Selected passage: Begin
A person dressed in red stands on rocks near a body of water.

Sarah Cameron Sunde in 36.5 / Bay of All Saints, Brazil, 2019, 6th work in the series, 36.5 / A Durational Performance with the Sea, 2013-2022. Photo by Juh Almeida.

A woman stands on a seashore at low tide, the water lapping her feet. She remains standing as the tide comes in and the water rises. It rises to her knees, her hips, and, at highest tide, to her neck. She remains standing as the tide ebbs and the water recedes, slowly, down to her chest, her waist, her knees, her ankles, until—about thirteen hours after she began her silent, immersive, vigil—the water is no longer touching her, and the performance is over. There is no dialogue, no movement, no action. Onlookers and friends do whatever they want to: sit and watch, dance, play music, or simply join the artist in the water for short periods of time

This is 36.5 / A Durational Performance with the Sea, a decade-long multi-part performance project by Sarah Cameron Sunde. It’s been performed in seas around the world—off the shores of Mexico, the Netherlands, Bangladesh, Brazil, Kenya, Aotearoa/New Zealand, and finally in the artist’s home sea, the Atlantic Ocean, on the shores of New York City.

A person dressed in red standing in a body of water.

Sarah Cameron Sunde in 36.5 / Bay of All Saints, Brazil, 2019, 6th work in the series, 36.5 / A Durational Performance with the Sea, 2013-2022. Photo by Juh Almeida.

The image at the center of 36.5—a human being standing in a rising sea–is an apt figure for this moment in the field I want to discuss: broadly, Environmental Humanities, in particular how theatre and performance are engaging with topics like ecological crisis and climate change. It is an apt figure for this moment because of its expansive scale, its ambiguous agency, and its disquieting affect: all these mirror the overwhelming, often paralyzing, experience of climate change.

The field of Environmental Humanities didn’t even exist until recently; today it is surging, proliferating new university programs, journals, conferences, book series, and subfields. The scholarship explosion is matched by snowballing cultural production in every genre and medium, and—finally—in skyrocketing levels of public awareness.

The field is part of the crisis it studies and teaches about, making us emotionally and intellectually overwhelmed.

Change is both the subject and the experience of this discourse, as scientific data piles up and often outstrips the theories and models developed to understand it. In the past three decades, the debates around this topic have gone from asking “Is climate change really happening?” to “Is climate change caused by human actions or is it a natural phenomenon?” to “What should we do about climate change: should our energies be focused on adaptation, mitigation, or prevention?” to where we are now: “Is it too late to do anything meaningful about climate change?”

The last question—also known scientifically as the “we’re so fucked” hypothesis—has opened up a whole new dimension of the topic. Questions about how climate change is making us feel now form the basis of a whole new field—Environmental Psychology, with its own neologism, “solastalgia,” defined as a form of emotional or existential distress caused by “the lived experience of negatively perceived environmental change.”
Selected passage: End
Input data: Begin
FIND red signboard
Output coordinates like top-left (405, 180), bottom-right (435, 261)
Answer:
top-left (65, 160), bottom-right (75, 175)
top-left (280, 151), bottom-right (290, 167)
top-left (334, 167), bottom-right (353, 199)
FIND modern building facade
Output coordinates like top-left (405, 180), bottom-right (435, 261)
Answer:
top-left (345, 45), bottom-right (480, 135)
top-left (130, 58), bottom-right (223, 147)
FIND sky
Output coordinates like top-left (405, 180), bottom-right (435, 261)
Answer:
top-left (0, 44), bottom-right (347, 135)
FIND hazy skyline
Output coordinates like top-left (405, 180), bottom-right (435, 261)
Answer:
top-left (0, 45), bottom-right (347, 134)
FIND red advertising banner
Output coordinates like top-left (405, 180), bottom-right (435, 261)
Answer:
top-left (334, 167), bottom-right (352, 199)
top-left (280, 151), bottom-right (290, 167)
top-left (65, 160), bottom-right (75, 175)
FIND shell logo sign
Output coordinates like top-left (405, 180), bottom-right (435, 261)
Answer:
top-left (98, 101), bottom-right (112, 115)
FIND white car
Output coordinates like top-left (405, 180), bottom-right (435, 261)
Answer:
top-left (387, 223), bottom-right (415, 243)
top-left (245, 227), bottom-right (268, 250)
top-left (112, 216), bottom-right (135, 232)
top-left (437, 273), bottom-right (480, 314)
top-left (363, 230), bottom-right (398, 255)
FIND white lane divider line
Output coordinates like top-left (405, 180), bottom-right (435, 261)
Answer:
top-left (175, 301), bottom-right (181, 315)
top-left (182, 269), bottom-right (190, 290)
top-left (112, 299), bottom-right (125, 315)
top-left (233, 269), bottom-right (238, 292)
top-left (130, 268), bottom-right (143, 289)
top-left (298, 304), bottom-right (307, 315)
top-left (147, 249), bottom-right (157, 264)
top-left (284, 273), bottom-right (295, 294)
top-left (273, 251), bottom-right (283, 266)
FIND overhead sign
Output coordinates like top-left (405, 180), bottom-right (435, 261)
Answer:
Input data: End
_Work order A_
In the passage about the sea performance, list every country named in the sentence that begins "It’s been performed in seas around the world."
_Work order B_
Repeat the part of the passage about the sea performance starting at "The field of" and ending at "and intellectually overwhelmed.", with no changes.

_Exercise output A_
Mexico
the Netherlands
Bangladesh
Brazil
Kenya
Aotearoa/New Zealand

_Exercise output B_
The field of Environmental Humanities didn’t even exist until recently; today it is surging, proliferating new university programs, journals, conferences, book series, and subfields. The scholarship explosion is matched by snowballing cultural production in every genre and medium, and—finally—in skyrocketing levels of public awareness.

The field is part of the crisis it studies and teaches about, making us emotionally and intellectually overwhelmed.